■ Instruções da tarefa: Selecione na listagem abaixo e copie cada linha que contenha a palavra "shirt". Leve em conta a diferença entre maiúsculas e minúsculas.

■ Material fornecido:

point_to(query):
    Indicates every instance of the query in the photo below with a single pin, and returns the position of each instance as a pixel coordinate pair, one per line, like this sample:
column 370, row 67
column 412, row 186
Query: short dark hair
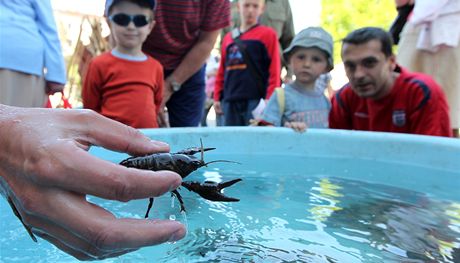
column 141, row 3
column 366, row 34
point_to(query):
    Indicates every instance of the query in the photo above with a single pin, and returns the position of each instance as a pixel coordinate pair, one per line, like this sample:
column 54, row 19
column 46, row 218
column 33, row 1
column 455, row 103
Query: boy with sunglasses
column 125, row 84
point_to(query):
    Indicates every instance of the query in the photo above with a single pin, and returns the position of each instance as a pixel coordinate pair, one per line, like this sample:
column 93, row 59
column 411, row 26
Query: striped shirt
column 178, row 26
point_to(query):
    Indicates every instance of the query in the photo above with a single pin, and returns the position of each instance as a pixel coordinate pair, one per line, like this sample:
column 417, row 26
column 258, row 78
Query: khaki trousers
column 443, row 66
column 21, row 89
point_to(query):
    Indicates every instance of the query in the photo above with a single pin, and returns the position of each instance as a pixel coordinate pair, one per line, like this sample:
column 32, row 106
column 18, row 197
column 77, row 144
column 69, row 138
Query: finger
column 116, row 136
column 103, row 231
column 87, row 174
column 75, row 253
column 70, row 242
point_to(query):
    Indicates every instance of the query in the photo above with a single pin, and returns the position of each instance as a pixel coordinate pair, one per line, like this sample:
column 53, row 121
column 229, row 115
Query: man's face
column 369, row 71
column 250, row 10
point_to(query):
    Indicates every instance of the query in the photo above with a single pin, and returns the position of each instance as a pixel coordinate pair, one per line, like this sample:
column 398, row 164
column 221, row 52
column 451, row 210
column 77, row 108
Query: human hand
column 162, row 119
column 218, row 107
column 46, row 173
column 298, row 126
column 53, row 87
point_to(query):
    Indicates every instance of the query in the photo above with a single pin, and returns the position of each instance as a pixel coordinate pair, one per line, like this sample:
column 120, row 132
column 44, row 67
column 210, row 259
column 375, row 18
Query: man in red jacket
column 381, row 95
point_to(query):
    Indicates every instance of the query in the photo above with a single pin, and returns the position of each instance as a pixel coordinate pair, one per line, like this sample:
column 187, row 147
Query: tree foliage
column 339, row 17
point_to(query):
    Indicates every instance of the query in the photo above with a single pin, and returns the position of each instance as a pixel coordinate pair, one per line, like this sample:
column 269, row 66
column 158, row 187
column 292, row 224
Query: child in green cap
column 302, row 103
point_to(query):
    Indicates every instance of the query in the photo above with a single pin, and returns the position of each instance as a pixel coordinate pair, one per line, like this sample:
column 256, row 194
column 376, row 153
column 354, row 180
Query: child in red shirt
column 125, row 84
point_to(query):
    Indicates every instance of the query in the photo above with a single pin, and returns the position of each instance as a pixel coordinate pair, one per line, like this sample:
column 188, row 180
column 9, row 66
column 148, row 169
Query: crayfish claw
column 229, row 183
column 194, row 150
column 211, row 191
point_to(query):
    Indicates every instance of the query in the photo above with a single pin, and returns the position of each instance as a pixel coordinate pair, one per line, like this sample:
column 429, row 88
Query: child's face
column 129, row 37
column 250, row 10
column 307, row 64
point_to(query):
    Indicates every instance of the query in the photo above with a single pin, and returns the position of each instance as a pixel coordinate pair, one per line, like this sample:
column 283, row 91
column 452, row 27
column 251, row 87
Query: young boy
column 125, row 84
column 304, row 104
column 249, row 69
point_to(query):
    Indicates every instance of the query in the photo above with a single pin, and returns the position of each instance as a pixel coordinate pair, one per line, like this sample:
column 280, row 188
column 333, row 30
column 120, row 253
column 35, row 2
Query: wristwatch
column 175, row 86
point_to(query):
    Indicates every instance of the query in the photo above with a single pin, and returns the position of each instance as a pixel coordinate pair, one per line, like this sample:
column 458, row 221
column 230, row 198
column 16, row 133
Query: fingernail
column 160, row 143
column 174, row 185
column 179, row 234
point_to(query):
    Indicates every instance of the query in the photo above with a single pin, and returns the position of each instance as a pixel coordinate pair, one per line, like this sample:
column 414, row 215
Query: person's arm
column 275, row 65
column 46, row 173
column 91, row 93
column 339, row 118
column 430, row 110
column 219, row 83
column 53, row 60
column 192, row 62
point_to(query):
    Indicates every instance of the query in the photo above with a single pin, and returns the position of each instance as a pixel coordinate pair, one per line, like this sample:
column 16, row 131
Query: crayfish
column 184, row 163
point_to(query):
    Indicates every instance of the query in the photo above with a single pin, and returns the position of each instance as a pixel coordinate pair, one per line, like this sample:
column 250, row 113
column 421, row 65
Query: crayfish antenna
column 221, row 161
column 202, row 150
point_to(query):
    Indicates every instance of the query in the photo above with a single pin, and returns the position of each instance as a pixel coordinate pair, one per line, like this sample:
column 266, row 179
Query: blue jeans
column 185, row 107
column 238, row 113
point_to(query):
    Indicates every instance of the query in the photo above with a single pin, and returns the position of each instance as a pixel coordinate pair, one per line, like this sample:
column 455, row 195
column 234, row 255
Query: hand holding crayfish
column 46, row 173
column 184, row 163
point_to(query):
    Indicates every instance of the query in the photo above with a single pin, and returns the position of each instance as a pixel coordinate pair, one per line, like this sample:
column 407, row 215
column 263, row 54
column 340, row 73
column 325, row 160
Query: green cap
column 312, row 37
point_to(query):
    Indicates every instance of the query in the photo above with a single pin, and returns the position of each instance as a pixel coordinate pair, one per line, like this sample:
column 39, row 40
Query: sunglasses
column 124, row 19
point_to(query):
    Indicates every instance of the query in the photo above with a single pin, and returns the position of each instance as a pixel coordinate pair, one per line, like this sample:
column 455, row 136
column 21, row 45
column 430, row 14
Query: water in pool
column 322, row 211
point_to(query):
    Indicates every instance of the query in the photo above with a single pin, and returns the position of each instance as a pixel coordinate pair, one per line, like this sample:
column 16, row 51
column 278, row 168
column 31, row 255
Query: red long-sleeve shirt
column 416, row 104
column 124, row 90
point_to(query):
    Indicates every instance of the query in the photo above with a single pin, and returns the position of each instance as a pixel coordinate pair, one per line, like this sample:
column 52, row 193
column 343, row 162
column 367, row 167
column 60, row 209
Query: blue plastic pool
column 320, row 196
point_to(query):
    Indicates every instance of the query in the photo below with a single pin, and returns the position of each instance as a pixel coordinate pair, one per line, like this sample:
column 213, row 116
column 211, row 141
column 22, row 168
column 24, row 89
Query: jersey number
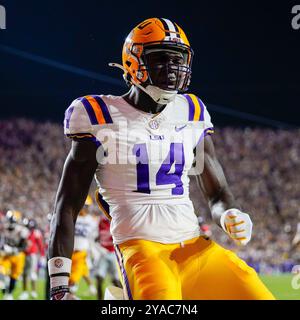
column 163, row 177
==
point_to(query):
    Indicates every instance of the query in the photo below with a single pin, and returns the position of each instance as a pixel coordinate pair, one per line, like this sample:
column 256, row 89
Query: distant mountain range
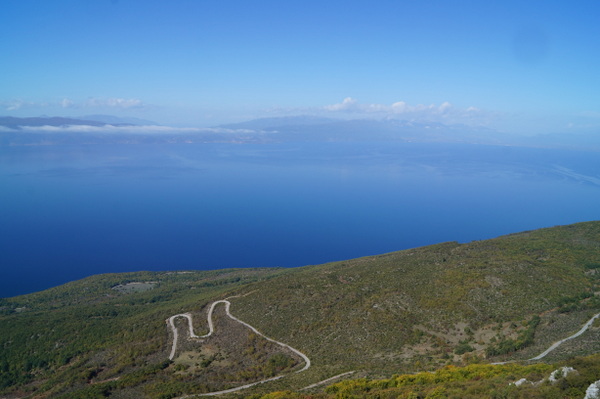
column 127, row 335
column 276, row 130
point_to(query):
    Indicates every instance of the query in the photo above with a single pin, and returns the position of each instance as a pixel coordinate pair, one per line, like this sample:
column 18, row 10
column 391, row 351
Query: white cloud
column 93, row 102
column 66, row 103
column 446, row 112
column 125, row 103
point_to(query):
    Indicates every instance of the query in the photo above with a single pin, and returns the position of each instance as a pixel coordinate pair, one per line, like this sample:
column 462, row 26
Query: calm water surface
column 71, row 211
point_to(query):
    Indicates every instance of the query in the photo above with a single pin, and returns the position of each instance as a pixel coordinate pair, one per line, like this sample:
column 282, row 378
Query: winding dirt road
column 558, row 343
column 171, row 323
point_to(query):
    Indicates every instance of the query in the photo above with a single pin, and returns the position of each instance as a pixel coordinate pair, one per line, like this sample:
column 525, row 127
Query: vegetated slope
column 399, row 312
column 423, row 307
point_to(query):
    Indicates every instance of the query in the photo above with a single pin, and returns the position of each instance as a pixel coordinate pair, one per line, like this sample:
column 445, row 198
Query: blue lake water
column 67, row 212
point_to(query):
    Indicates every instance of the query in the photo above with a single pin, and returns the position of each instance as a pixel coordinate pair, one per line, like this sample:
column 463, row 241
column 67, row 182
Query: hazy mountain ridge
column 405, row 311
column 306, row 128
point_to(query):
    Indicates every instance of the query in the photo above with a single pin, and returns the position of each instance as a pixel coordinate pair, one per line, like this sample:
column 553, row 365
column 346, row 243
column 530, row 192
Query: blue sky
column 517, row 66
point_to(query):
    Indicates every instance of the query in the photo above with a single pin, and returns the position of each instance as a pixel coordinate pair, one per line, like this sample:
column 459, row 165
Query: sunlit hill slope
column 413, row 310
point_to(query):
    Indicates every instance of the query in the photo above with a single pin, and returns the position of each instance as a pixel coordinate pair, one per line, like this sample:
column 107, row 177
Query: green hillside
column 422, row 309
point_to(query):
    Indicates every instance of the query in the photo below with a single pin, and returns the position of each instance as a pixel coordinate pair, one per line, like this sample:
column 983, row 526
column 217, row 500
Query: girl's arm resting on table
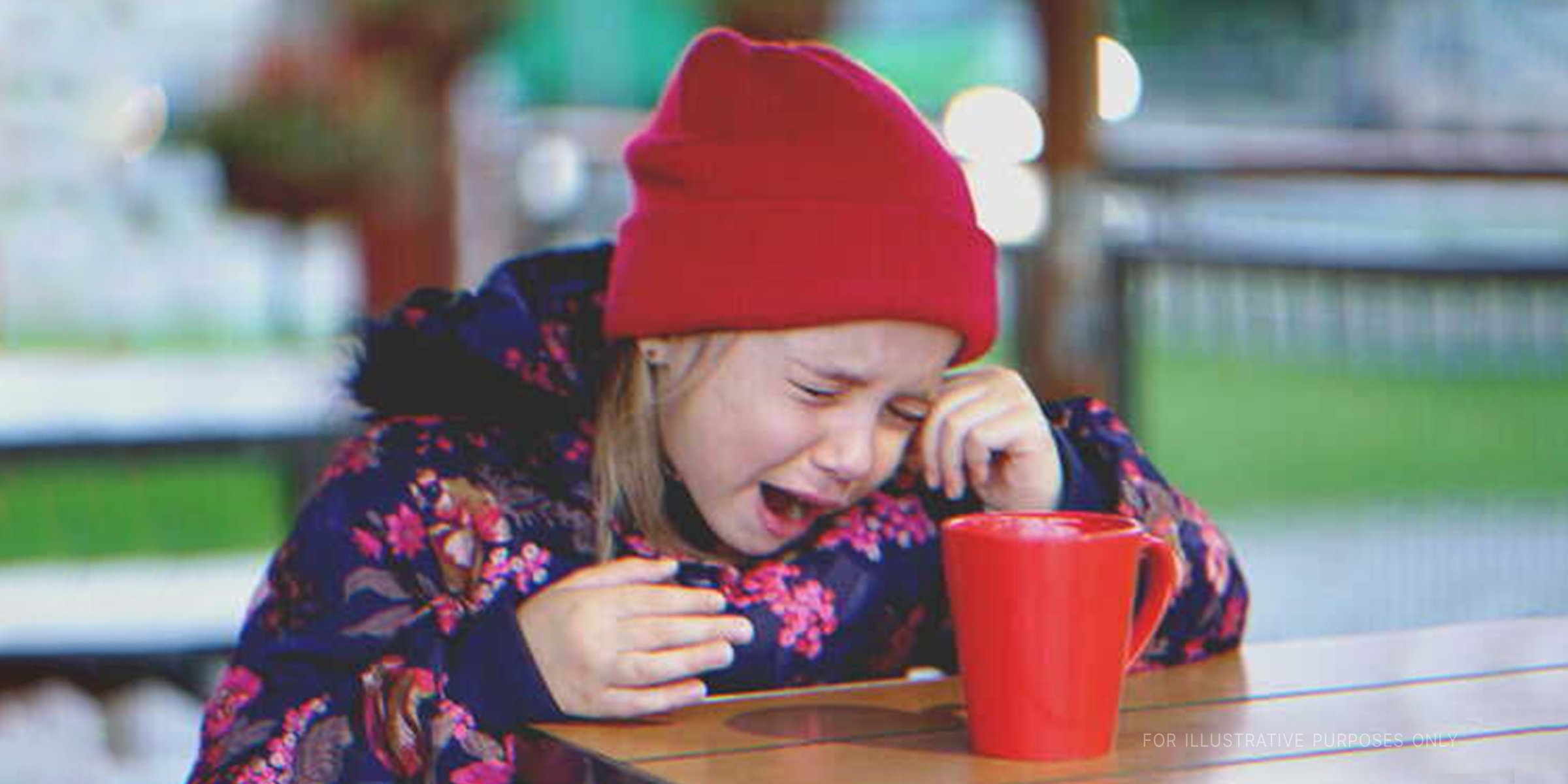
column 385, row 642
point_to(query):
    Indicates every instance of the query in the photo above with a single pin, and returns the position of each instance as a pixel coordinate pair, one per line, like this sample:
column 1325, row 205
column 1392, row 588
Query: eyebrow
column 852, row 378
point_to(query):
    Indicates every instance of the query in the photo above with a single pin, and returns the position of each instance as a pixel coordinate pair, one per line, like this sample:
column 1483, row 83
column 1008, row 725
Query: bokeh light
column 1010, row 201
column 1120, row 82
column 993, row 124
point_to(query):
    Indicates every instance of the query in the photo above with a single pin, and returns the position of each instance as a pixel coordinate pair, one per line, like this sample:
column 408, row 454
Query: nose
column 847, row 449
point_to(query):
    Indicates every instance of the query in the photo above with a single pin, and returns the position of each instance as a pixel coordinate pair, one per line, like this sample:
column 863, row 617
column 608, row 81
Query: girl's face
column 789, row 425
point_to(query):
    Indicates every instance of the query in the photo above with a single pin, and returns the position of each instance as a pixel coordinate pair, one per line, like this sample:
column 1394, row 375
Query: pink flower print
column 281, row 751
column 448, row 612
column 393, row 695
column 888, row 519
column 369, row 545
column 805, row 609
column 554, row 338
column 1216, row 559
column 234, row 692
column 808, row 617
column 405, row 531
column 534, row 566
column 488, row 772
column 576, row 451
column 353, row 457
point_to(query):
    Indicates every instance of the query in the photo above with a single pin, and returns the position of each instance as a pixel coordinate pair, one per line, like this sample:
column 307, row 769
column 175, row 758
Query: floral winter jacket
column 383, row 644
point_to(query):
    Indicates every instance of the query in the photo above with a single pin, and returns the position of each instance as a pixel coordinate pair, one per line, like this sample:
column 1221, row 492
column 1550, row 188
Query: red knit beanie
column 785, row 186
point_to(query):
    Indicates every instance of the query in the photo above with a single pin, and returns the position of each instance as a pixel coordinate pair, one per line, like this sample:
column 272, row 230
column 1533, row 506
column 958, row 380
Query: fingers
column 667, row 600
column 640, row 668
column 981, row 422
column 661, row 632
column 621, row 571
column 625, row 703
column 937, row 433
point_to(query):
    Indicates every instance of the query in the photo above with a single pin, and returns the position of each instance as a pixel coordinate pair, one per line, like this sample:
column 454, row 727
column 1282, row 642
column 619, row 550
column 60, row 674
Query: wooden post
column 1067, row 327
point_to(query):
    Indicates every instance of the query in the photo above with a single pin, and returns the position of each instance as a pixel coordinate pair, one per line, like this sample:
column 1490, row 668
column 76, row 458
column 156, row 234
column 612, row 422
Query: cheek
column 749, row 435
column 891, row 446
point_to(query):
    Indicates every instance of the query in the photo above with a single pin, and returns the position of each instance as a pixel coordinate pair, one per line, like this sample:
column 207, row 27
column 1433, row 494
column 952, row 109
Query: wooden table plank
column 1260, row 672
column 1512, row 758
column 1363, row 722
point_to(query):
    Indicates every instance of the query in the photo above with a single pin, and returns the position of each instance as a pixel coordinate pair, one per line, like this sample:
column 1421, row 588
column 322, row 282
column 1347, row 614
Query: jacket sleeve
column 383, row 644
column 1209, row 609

■ Resultado da tarefa:
Query: striped shirt
Query: child in red shirt
Query: red long-sleeve shirt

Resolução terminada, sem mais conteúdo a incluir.